*Source*.
Dans le troisième mouvement (Lento-cantabile semplice), la soliste chante le deuil d'une mère pour son fils ; le texte fut écrit dans un dialecte de la région d'Opole, également située dans la partie méridionale de la Pologne.

Quel est l'intérêt d'une exécution de cette oeuvre par une chanteuse autodidacte ?

Ç'aurait pu être un pétard mouillé, une de ces innombrables dilutions néo-classiques dont l'objet est de faire valoir une interprète populaire et vendre de la copie. Force est de constater qu'il n'en est rien. Bien au contraire, Beth Gibbons atteint un niveau d'interprétation exceptionnel sans modifier d'un iota son approche vocale.

La Britannique s'exprime ici dans un contexte absolument respectueux de l'esthétique góreckienne : orchestre symphonique polonais, direction assurée par nul autre que le compositeur et maestro Krzysztof Penderecki, monument de la musique contemporaine - dont l'OSM a interprété l'an dernier l'immense Passion selon saint Luc.

On a ici affaire à une exécution à la fois sobre, intense et recueillie de l'oeuvre, sans altérations apparentes afin de servir cette soliste somme toute extraordinaire.

*Énoncé du problème*.
Répondez à ces questions à l'aide de la source ci-dessus :
(a) Dans quel dialecte le texte du troisième mouvement fut-il écrit ?
(b) Qui assure la direction de l'orchestre ?
(c) Quelle œuvre de ce chef l'OSM a-t-il interprétée l'an dernier ?

(Entrées de données enregistrées)
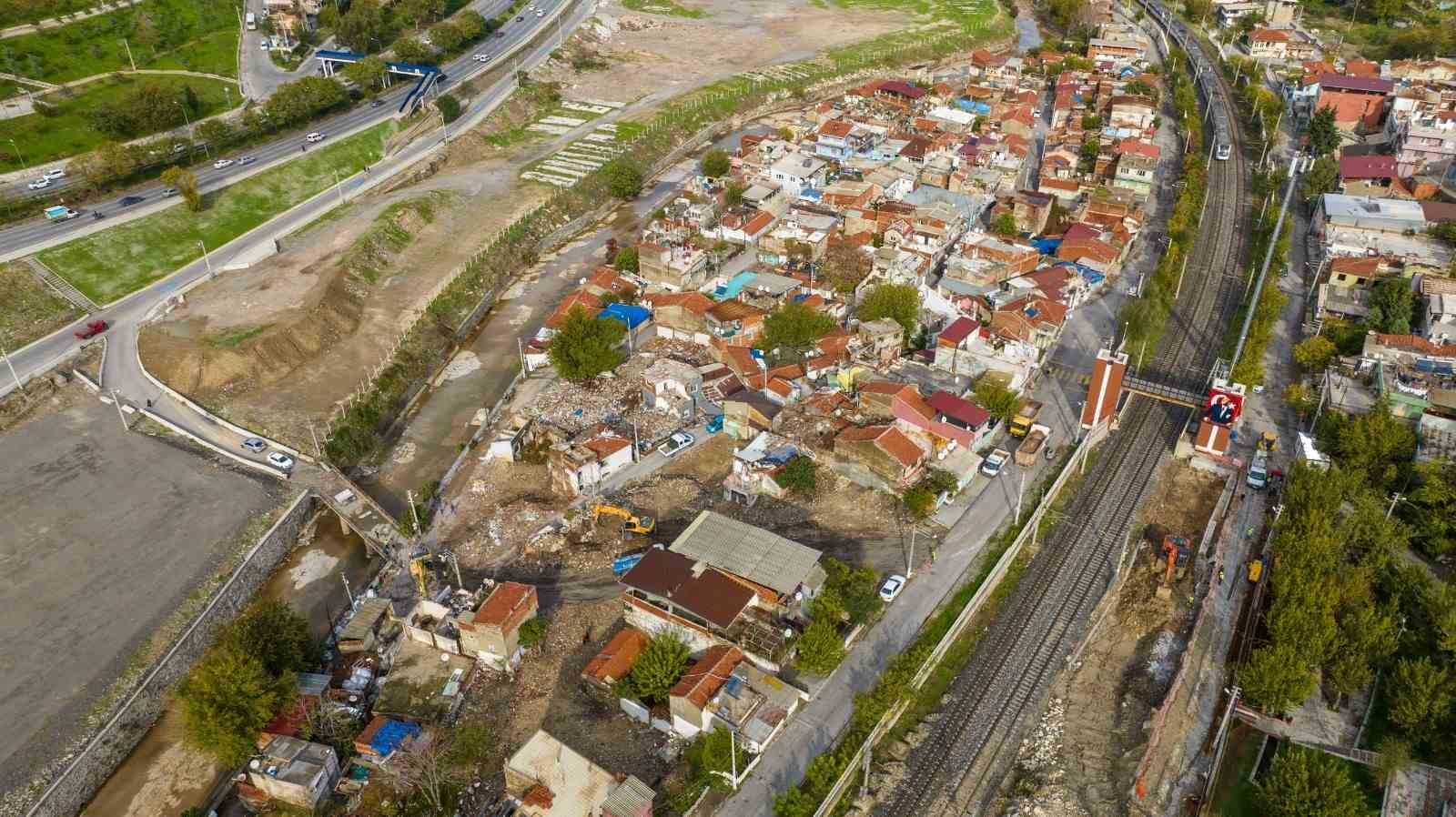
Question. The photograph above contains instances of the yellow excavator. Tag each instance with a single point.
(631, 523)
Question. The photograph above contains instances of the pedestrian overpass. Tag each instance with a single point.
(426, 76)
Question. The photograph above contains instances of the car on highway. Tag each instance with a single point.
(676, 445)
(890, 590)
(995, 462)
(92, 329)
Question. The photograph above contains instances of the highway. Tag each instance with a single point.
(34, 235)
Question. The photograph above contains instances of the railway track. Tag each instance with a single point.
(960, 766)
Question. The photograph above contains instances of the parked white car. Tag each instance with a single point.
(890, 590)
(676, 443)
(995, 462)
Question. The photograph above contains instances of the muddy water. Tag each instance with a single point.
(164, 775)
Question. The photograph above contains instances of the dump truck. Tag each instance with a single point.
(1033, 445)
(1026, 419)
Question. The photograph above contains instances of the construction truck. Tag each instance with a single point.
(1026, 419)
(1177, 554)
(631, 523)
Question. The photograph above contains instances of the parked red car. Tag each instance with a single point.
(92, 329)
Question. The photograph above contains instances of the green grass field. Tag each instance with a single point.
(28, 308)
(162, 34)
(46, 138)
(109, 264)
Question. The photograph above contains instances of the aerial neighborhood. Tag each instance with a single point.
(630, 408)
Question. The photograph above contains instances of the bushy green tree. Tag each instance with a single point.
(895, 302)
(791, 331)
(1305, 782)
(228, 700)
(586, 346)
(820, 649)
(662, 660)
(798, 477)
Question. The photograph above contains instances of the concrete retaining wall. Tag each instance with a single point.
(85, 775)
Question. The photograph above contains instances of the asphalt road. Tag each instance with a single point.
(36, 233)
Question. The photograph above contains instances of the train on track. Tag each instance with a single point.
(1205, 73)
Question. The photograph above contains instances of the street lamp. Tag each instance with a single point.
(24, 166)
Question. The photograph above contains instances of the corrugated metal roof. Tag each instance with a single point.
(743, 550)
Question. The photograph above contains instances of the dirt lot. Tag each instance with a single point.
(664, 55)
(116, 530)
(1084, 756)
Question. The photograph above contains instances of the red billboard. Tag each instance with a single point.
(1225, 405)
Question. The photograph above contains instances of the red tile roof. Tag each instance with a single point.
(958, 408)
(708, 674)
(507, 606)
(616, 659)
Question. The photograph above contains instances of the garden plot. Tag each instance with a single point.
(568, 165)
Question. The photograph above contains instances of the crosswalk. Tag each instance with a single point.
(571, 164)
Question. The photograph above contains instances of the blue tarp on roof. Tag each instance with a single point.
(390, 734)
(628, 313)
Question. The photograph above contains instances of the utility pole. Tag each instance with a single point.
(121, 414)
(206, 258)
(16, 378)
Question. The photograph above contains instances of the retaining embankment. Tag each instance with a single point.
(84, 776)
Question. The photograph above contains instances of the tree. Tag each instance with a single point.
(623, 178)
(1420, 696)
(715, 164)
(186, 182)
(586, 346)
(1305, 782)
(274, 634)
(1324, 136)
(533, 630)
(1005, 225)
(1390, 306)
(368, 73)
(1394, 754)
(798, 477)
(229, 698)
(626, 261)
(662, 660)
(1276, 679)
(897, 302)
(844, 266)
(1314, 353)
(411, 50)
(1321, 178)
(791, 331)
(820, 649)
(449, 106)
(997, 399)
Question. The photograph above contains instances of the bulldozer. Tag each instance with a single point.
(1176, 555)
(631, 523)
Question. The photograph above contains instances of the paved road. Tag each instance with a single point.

*Résultat ci-dessous*.
(a) Dans un dialecte de la région d'Opole, dans la partie méridionale de la Pologne.
(b) Le compositeur et maestro Krzysztof Penderecki.
(c) La Passion selon saint Luc.